» EXERCISE TASKS:
A. In the TimeLimit refactor commit, what name replaces timestep_limit?
B. Pick up the TimeLimit refactor commit after its last line and continue the code from there.

TimeLimit refactor with Monitor Simplification (#482)

* fix double reset, as suggested by @jietang

* better floors and ceilings

* add convenience methods to monitor

* add wrappers to gym namespace

* allow playing Atari games, with potentially more coming in the future

* simplify example in docs

* Move play out of the Env

* fix tests

* no more deprecation warnings

* remove env.monitor

* monitor simplification

* monitor simplifications

* monitor related fixes

* a few changes suggested by linter

* timestep_limit fixes

* keep track of gym env variables for future compatibility

* timestep_limit => max_episode_timesteps

* don't apply TimeLimit wrapper in make for VNC envs

* Respect old timestep_limit argument

* Pass max_episode_seconds through registration

* Don't include deprecation warnings yet

gym/utils/play.py

@@ -0,0 +1,193 @@
+import gym
+import pygame
+import sys
+import time
+import matplotlib
+import matplotlib.pyplot as plt
+
+from collections import deque
+from pygame.locals import HWSURFACE, DOUBLEBUF, RESIZABLE, VIDEORESIZE
+from threading import Thread
+
+try:
+    matplotlib.use('GTK3Agg')

» DATA ROWS:
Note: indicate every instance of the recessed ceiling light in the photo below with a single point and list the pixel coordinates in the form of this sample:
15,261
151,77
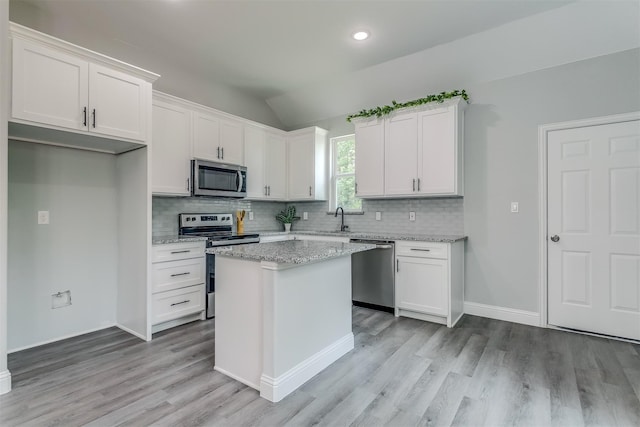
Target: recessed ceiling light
361,35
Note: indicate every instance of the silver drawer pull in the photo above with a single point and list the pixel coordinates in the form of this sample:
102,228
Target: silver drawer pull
181,302
180,274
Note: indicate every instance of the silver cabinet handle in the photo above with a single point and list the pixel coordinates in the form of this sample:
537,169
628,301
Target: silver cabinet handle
181,302
181,274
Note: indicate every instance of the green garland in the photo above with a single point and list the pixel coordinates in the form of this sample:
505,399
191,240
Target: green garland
387,109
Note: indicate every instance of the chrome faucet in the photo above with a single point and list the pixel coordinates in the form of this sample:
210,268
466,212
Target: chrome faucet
342,226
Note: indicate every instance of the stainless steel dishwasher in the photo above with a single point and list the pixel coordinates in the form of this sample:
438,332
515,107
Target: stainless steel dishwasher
372,276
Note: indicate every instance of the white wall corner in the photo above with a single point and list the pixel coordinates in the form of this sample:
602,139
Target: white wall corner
5,382
530,318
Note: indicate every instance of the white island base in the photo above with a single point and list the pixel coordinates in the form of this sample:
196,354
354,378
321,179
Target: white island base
278,325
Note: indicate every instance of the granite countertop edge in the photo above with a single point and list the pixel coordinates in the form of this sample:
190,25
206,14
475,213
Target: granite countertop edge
291,251
437,238
163,240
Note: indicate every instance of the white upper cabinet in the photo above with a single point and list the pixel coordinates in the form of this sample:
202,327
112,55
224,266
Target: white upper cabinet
171,148
118,103
422,153
370,158
401,147
61,86
307,151
217,139
265,160
49,86
276,166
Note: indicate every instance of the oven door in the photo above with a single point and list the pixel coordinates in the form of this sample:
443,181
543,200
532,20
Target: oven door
217,179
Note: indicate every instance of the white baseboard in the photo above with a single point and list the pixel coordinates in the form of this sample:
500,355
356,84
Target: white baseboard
132,332
276,389
502,313
88,331
5,382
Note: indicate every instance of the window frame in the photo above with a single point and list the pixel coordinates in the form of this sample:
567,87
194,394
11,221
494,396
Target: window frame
333,193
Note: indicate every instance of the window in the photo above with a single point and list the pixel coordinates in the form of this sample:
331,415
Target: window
343,167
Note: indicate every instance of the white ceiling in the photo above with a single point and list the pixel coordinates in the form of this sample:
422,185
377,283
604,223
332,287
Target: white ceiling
265,49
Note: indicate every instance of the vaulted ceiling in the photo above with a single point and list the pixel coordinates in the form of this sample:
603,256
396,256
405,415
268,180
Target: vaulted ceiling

» RESPONSES PER TASK:
A. max_episode_timesteps

B.
+except Exception:
+    pass
+
+def display_arr(screen, arr, video_size, transpose):
+    arr_min, arr_max = arr.min(), arr.max()
+    arr = 255.0 * (arr - arr_min) / (arr_max - arr_min)
+    pyg_img = pygame.surfarray.make_surface(arr.swapaxes(0, 1) if transpose else arr)
+    pyg_img = pygame.transform.scale(pyg_img, video_size)
+    screen.blit(pyg_img, (0,0))
+
+def play(env, transpose=True, fps=30, zoom=None, callback=None, keys_to_action=None):
+    """Allows one to play the game using keyboard.
+
+    To simply play the game use:
+
+        play(gym.make("Pong-v3"))
+
+    Above code works also if env is wrapped, so it's particularly useful in
+    verifying that the frame-level preprocessing does not render the game
+    unplayable.
+
+    If you wish to plot real time statistics as you play, you can use
+    gym.utils.play.PlayPlot. Here's a sample code for plotting the reward
+    for last 5 second of gameplay.
+
+        def callback(obs_t, obs_tp1, rew, done, info):
+            return [rew,]
+        env_plotter = EnvPlotter(callback, 30 * 5, ["reward"])
+
+        env = gym.make("Pong-v3")
+        play(env, callback=env_plotter.callback)
+
+
+    Arguments
+    ---------
+    env: gym.Env
+        Environment to use for playing.
+    transpose: bool
+        If True the output of observation is transposed.
+        Defaults to true.
+    fps: int
+        Maximum number of steps of the environment to execute every second.
+        Defaults to 30.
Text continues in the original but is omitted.